Express all of the data below as a JSON list of strings, with one string for each line and blank lines omitted.

— START Data section —

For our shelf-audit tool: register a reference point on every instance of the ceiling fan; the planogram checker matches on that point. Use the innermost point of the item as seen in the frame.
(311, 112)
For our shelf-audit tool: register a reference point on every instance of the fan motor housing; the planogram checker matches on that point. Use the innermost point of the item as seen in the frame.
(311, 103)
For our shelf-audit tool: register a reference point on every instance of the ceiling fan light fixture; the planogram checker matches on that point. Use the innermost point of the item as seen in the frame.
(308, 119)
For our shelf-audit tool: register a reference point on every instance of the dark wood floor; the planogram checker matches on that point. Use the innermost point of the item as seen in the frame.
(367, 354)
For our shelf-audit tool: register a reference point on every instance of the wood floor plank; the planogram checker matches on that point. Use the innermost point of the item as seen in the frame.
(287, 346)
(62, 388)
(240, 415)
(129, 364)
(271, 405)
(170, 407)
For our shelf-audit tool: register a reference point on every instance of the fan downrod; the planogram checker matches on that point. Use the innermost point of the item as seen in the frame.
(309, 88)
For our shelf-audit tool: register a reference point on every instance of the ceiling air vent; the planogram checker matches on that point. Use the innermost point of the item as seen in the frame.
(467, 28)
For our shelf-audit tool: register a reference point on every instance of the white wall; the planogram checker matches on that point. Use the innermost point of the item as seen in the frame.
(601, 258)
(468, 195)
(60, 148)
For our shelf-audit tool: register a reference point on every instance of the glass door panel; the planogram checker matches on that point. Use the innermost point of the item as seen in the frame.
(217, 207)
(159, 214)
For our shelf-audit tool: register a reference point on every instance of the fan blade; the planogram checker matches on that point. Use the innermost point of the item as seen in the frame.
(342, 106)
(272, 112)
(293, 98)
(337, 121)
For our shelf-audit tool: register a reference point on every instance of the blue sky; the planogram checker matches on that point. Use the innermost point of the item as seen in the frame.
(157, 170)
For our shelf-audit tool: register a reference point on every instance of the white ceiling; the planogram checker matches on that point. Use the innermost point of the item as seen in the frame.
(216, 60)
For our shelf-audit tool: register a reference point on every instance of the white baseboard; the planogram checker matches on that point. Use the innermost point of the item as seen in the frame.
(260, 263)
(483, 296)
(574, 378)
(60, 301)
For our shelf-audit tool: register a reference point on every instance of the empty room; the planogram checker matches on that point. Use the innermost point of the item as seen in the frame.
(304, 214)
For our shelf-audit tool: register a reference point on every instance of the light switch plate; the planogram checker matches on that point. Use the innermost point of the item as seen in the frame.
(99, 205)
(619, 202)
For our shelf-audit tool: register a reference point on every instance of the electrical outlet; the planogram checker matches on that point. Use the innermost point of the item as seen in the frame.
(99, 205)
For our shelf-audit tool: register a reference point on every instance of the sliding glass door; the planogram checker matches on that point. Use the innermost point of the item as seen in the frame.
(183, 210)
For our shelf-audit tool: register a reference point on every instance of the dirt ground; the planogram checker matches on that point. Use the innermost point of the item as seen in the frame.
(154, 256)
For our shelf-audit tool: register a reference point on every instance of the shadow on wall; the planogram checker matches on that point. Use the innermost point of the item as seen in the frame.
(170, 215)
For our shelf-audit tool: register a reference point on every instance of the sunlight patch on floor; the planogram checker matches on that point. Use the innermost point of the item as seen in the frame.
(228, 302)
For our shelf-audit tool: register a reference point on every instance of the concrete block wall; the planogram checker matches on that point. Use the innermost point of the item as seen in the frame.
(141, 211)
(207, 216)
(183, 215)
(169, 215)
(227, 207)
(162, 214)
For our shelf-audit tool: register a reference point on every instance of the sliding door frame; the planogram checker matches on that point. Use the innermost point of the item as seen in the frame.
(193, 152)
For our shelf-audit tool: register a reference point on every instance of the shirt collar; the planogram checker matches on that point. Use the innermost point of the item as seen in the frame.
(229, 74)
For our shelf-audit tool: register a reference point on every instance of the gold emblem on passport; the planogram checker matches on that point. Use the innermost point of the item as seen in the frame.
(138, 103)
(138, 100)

— END Data section —

**Exercise answer:**
[
  "For our shelf-audit tool: register a reference point on every instance of the ceiling fan; the planogram checker matches on that point. Use the innermost point of the item as seen in the frame.",
  "(311, 112)",
  "For our shelf-audit tool: register a reference point on every instance of the fan motor housing; the planogram checker matches on that point. Use the innermost point of the item as seen in the frame.",
  "(311, 103)",
  "For our shelf-audit tool: register a reference point on every instance of the ceiling fan light fixture; the planogram checker matches on that point. Use the innermost point of the item as seen in the frame.",
  "(308, 119)",
  "For our shelf-audit tool: register a reference point on every instance of the dark wood floor; the planogram checker matches on that point. Use the innermost point of the item as seen in the frame.",
  "(367, 354)",
  "For our shelf-audit tool: register a reference point on every instance of the wood floor plank; the planogram checker matches on that point. Use the innermost point of the item as seen in the frame.",
  "(287, 346)",
  "(62, 388)",
  "(240, 415)",
  "(129, 364)",
  "(271, 405)",
  "(170, 407)",
  "For our shelf-audit tool: register a reference point on every instance of the fan downrod; the planogram checker matches on that point. Use the innermost point of the item as seen in the frame.",
  "(309, 88)",
  "For our shelf-audit tool: register a reference point on every instance of the ceiling air vent; the planogram checker matches on that point. Use the innermost point of the item as seen in the frame.",
  "(467, 28)",
  "For our shelf-audit tool: register a reference point on every instance of the white wall; the planogram checker matches on that point. Use the innermost point of the item as seen in the frame.",
  "(601, 258)",
  "(468, 195)",
  "(60, 148)",
  "For our shelf-audit tool: register a reference point on every instance of the glass door panel; the planogram checker matches on that point. Use the innermost point of the item as seen in the frame.",
  "(217, 207)",
  "(159, 214)",
  "For our shelf-audit tool: register a reference point on every instance of the fan blade; the planogram checker matches on that point. Use the innermost point of the item as seen in the frame.",
  "(342, 106)",
  "(272, 112)",
  "(293, 98)",
  "(337, 121)",
  "For our shelf-audit tool: register a reference point on every instance of the blue sky; the planogram checker matches on that point. Use the innermost point of the item as seen in the frame.",
  "(157, 170)",
  "For our shelf-audit tool: register a reference point on every instance of the white ceiling; the planogram checker matches on that point. Use the innermost point of the item as seen in the frame.",
  "(216, 60)",
  "For our shelf-audit tool: register a reference point on every instance of the white baseboard; the planogram checker matches on that point. Use the innermost point of the item as seen in the frame.",
  "(260, 263)",
  "(483, 296)",
  "(574, 378)",
  "(60, 301)",
  "For our shelf-audit tool: register a reference point on every instance of the empty room; the planogram checker matches on that point. Use the innermost point of the item as seen in the frame.",
  "(304, 214)",
  "For our shelf-audit tool: register a reference point on every instance of the light switch plate; the planogram checker matches on that point. Use the innermost point of the item as seen in the frame.",
  "(99, 205)",
  "(619, 202)",
  "For our shelf-audit tool: register a reference point on every instance of the electrical outlet; the planogram checker matches on that point. Use the innermost point of the item as seen in the frame.",
  "(99, 205)",
  "For our shelf-audit tool: register a reference point on every instance of the sliding glass door; the planogram checker matches on that point. Use the innermost point of the item as seen in the frame.",
  "(183, 210)",
  "For our shelf-audit tool: register a reference point on every instance of the dirt ground; the planogram checker matches on that point. Use the innermost point of the item as seen in the frame.",
  "(154, 256)",
  "For our shelf-audit tool: register a reference point on every instance of the shadow on wall; the planogram checker matches on that point. Use the innermost point of the item as seen in the frame.",
  "(170, 215)",
  "For our shelf-audit tool: register a reference point on every instance of the sunlight patch on floor; the planogram checker matches on that point. Use the innermost point of the item as seen in the frame.",
  "(228, 302)",
  "For our shelf-audit tool: register a reference point on every instance of the concrete block wall; the planogram checker matches on that point. Use the innermost point of the item as seen in the frame.",
  "(141, 211)",
  "(207, 216)",
  "(183, 215)",
  "(169, 215)",
  "(227, 207)",
  "(162, 214)",
  "For our shelf-audit tool: register a reference point on every instance of the sliding door frame; the planogram checker matches on that point. Use the innermost point of the item as seen in the frame.",
  "(193, 152)",
  "For our shelf-audit tool: register a reference point on every instance of the shirt collar; the planogram checker matches on that point. Use the innermost point of the item as seen in the frame.",
  "(229, 74)",
  "For our shelf-audit tool: register a reference point on every instance of the gold emblem on passport; the planogram checker matches on that point. Use the innermost point of the item as seen in the frame.",
  "(138, 103)",
  "(138, 100)"
]